- _PASSAGE PROVIDED_:
==*==

Sexual Health

SIROW offers multiple versions of our research-informed sexual and relationship health curriculum-based, multicomponent intervention tailored to different specific populations.

Our researchers have partnered with numerous community-supportive entities to provide this tailored intervention to numerous populations who historically have been underserved or are at increased risk for HIV, sexually-transmitted infections (STIs), viral hepatitis, and dating/relationship abuse. These populations include, for example, youth, women, individuals who identify as LGBTQ+, and people who have substance use issues.

Current Projects

 

BWell  Team

Bridges to Wellness is an infrastructure and capacity-building project to deliver and sustain prevention services to reduce the onset of substance abuse (SA), HIV, and Viral Hepatitis (VH) among system-involved minority youth ages 13-17 in Tucson and Sells, Arizona. B-Well is a collaboration between SIROW, Intermountain Centers for Human Development, the Pima County Health Department, and the Pima County Community Prevention Coalition. Four project goals include:

  1. completion of a needs assessment and strategic plan;
  2. mobilization and capacity building to address identified prevention needs;
  3. implementation of prevention strategies and programs; and
  4. evaluation of program processes and outcomes to assess performance and project impact on behavioral health disparities.

The Intermountain infrastructure/capacity-building component includes: a Train-the-Trainer model to train youth professionals to deliver prevention services; developing policies for successful implementation; integrating Intermountain staff into B-Well service delivery; and embedding B-Well project services into existing Intermountain services. Community infrastructure development and capacity-building includes collaborating and coordinating with the Community Prevention Coalition as key stakeholders and working to increase protective factors in the community through direct and indirect environmental prevention, outreach activities, and social marketing. The prevention component for youth will utilize a Cognitive Behavioral and Motivational Interviewing approach, combining small group evidence-based curricula; individual prevention planning; SA screening; HIV and VH counseling and testing; and active linkages to additional services.

Contact: Josephine Korchmaros, jkorch@arizona.edu

SIROW project team: Josephine Korchmaros, Monica Davis, Tamara Sargus, Fedora Preston-Haynes

Project partners: Intermountain Centers for Human Development, Pima County Health Department, Pima County Community Prevention Coalition

Location: SIROW Central, 3776 N. 1st Ave., STE. 102, Tucson, AZ 85719

Bridging two social justice issues, the Sex University (Sex U) Pilot Study will use sexuality education as an innovative strategy for preventing sexual violence. Aimed at first year students who are involved in Greek organizations, the project will adapt a comprehensive sexuality education program using sexual ethics and rights-based approaches. Sex U will be packaged into an institute where participants will learn, build skills, discuss, reflect, and have fun. The efficacy of Sex U for preventing sexual violence will be tested using an experimental design. Participants who engage in the program are expected to demonstrate increased knowledge of relationship “red flags”; increased confidence negotiating consent and asserting personal boundaries; improved sexual communication skills; and the ability to articulate human rights as a motive for consent. Given positive outcomes, the pilot study’s final objective will involve exploring options for scaling up Sex U to broader adoption by the Greek community and other University entities.

==*==

- _TASK ITEM 1_:
Based on the Sexual Health page, decide whether each statement agrees with it. Answer yes or no, and quote the words that settle each one.
(a) Bridges to Wellness serves youth ages 13-17 in Tucson and Sells, Arizona.
(b) Sex U is aimed at graduate students in Greek organizations.
(c) Sex U's efficacy for preventing sexual violence will be tested with an experimental design.
- _TASK ITEM 2_: According to the Sexual Health page, what is the Train-the-Trainer model in B-Well's Intermountain infrastructure/capacity-building component for?

==*==

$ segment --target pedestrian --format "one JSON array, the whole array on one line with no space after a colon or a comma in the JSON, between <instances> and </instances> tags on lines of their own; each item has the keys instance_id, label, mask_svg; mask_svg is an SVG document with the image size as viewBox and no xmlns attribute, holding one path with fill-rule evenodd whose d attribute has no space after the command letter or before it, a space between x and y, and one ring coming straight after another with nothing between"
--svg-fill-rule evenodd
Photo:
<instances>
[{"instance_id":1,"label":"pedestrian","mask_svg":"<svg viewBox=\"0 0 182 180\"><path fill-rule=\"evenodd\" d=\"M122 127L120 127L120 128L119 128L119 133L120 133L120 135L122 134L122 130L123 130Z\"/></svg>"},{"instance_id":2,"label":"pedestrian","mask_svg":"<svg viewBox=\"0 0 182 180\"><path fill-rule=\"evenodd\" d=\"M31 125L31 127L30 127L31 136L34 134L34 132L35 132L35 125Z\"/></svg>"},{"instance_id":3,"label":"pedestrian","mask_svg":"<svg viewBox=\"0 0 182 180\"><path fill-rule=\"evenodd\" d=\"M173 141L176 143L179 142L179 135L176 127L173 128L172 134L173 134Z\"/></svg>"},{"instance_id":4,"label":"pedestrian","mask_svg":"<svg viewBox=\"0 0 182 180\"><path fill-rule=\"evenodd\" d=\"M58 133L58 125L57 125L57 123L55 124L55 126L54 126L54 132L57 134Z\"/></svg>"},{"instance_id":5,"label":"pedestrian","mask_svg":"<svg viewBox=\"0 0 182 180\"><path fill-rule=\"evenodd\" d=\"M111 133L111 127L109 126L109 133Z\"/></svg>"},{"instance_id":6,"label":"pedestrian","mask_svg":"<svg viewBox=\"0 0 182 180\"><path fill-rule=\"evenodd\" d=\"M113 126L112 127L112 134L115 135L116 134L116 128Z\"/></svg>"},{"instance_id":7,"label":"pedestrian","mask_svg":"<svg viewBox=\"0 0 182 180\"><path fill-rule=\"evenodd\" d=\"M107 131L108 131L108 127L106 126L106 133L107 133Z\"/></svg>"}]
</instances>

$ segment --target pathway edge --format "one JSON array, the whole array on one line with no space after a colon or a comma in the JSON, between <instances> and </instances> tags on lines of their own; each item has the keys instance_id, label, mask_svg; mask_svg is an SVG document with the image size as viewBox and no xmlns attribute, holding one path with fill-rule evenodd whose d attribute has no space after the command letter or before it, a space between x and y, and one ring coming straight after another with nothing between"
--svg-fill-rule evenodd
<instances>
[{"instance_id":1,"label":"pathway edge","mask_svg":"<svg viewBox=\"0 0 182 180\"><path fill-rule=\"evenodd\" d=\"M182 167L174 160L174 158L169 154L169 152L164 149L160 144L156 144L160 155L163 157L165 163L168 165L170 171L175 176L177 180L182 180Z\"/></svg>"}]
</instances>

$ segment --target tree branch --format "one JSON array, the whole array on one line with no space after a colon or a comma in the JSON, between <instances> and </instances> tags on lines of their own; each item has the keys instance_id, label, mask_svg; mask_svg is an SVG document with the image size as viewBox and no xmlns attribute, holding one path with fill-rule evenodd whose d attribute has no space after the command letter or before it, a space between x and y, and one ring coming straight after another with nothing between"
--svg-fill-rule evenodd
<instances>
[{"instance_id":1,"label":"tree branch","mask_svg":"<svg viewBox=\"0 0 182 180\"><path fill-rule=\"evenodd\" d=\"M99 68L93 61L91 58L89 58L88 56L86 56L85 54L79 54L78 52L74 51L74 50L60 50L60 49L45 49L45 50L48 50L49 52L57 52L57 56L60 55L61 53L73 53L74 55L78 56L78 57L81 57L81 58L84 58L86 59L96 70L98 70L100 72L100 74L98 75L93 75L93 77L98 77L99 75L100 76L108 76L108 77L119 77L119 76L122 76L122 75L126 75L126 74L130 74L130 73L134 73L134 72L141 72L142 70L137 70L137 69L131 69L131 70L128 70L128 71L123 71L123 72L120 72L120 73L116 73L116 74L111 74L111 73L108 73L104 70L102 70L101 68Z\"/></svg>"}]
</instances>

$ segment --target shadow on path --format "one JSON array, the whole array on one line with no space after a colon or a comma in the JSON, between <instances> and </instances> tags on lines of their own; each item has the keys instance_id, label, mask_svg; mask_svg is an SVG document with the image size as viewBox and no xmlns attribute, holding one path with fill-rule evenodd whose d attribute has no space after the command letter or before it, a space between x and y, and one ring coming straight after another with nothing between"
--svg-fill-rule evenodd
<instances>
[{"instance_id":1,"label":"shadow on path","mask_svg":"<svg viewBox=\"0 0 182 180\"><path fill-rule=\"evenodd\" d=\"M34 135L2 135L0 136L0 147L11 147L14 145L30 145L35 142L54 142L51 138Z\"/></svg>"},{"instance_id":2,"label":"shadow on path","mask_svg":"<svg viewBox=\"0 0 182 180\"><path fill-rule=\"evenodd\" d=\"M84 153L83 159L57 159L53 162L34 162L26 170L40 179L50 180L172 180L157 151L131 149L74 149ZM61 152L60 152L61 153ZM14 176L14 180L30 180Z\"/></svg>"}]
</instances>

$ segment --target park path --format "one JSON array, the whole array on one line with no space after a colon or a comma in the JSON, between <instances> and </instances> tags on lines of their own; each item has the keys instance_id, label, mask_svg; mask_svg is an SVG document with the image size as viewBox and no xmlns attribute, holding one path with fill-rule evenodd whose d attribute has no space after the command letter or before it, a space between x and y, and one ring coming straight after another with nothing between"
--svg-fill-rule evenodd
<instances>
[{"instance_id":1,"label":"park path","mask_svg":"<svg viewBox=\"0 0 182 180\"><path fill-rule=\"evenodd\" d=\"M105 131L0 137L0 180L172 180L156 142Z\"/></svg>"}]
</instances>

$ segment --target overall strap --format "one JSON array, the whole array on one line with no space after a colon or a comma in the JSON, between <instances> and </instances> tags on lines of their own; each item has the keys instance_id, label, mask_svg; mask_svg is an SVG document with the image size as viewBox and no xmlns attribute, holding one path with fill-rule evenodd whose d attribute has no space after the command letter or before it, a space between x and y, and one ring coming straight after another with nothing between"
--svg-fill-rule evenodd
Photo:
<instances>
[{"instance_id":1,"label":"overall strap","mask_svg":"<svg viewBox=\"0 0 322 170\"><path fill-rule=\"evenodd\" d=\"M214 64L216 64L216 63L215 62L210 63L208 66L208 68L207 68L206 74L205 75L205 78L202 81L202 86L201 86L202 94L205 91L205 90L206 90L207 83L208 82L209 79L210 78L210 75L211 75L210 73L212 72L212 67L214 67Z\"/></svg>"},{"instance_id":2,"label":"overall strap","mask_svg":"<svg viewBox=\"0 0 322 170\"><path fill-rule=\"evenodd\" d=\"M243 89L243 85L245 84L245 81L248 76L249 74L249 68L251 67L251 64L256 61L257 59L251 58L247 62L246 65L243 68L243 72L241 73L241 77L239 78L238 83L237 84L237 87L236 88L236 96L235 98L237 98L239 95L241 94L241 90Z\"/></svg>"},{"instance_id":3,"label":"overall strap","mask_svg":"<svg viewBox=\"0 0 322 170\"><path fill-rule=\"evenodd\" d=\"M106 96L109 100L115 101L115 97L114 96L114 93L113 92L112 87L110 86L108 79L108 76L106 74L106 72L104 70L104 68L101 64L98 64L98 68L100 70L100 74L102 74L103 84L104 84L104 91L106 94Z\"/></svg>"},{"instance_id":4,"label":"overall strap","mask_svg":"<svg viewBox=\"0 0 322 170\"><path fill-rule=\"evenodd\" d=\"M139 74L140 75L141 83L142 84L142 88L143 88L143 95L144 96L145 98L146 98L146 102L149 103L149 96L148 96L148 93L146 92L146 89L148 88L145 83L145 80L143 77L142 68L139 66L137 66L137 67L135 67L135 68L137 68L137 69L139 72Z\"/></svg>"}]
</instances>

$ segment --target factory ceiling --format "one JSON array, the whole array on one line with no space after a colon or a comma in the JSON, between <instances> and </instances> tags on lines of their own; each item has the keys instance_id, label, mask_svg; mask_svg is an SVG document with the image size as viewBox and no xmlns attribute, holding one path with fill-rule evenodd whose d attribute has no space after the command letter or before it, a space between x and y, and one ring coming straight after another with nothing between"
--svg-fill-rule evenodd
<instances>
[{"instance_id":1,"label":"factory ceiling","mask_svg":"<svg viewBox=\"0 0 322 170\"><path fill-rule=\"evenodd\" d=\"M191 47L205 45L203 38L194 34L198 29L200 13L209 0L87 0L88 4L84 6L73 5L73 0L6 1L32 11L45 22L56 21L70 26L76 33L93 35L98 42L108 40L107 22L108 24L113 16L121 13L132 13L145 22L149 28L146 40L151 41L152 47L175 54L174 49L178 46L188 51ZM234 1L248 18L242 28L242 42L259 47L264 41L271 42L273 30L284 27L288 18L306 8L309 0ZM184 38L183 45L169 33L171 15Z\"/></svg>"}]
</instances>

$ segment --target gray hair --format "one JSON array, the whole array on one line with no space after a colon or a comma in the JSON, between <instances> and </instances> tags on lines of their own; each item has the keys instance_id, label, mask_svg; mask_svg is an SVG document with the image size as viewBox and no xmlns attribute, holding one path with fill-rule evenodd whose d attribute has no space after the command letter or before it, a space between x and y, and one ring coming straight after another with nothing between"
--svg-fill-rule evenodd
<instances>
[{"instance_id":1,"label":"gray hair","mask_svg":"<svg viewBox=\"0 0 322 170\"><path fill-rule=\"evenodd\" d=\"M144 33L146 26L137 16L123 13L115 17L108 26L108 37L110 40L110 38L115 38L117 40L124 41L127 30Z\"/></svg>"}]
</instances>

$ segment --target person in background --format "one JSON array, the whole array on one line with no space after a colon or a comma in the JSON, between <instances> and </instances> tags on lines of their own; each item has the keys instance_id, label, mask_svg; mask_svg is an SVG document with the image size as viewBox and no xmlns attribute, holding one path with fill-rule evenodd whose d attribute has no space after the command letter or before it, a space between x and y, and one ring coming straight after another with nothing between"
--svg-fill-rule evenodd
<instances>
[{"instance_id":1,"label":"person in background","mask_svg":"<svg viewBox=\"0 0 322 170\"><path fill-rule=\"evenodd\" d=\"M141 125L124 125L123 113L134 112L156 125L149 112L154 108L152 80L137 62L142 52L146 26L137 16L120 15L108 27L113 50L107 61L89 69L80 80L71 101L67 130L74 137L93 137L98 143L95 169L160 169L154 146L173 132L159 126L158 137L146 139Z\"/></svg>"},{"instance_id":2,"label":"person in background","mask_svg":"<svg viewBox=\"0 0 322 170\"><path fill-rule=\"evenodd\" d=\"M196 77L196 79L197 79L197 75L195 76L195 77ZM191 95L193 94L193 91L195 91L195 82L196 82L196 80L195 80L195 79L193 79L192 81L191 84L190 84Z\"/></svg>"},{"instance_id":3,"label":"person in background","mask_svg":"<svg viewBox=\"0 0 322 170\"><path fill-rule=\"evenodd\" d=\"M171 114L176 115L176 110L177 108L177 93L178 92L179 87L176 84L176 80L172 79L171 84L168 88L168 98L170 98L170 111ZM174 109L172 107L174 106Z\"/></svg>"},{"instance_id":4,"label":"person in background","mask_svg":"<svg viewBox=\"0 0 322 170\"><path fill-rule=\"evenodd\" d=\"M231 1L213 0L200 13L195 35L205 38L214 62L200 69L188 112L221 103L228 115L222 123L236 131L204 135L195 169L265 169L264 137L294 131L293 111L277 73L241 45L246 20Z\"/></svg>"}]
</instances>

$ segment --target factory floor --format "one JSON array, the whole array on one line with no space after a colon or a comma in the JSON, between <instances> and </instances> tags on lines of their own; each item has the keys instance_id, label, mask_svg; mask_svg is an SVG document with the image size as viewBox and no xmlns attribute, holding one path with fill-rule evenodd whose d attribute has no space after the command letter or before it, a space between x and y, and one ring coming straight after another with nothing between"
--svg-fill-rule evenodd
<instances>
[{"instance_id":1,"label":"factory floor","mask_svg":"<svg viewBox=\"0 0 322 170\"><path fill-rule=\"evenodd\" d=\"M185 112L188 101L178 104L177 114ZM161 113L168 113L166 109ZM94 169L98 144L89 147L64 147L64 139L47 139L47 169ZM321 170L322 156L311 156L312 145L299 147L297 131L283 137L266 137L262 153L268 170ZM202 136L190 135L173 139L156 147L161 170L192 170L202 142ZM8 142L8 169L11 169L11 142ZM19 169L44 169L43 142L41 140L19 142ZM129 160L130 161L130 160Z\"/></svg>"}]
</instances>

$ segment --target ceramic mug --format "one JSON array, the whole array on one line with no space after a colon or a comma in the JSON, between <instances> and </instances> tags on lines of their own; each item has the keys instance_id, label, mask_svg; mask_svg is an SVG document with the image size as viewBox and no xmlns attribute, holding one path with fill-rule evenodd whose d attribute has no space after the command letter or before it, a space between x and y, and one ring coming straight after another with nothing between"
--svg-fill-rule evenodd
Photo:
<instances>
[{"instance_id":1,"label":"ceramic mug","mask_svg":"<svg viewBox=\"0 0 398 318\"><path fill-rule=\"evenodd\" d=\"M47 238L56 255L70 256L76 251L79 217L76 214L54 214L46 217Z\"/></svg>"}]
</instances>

==*==

- _EXERCISE RESPONSE 1_:
(a) Yes: "among system-involved minority youth ages 13-17 in Tucson and Sells, Arizona"
(b) No: "Aimed at first year students who are involved in Greek organizations"
(c) Yes: "The efficacy of Sex U for preventing sexual violence will be tested using an experimental design."

- _EXERCISE RESPONSE 2_: The Train-the-Trainer model is used to train youth professionals to deliver prevention services. It belongs to the Intermountain infrastructure/capacity-building component.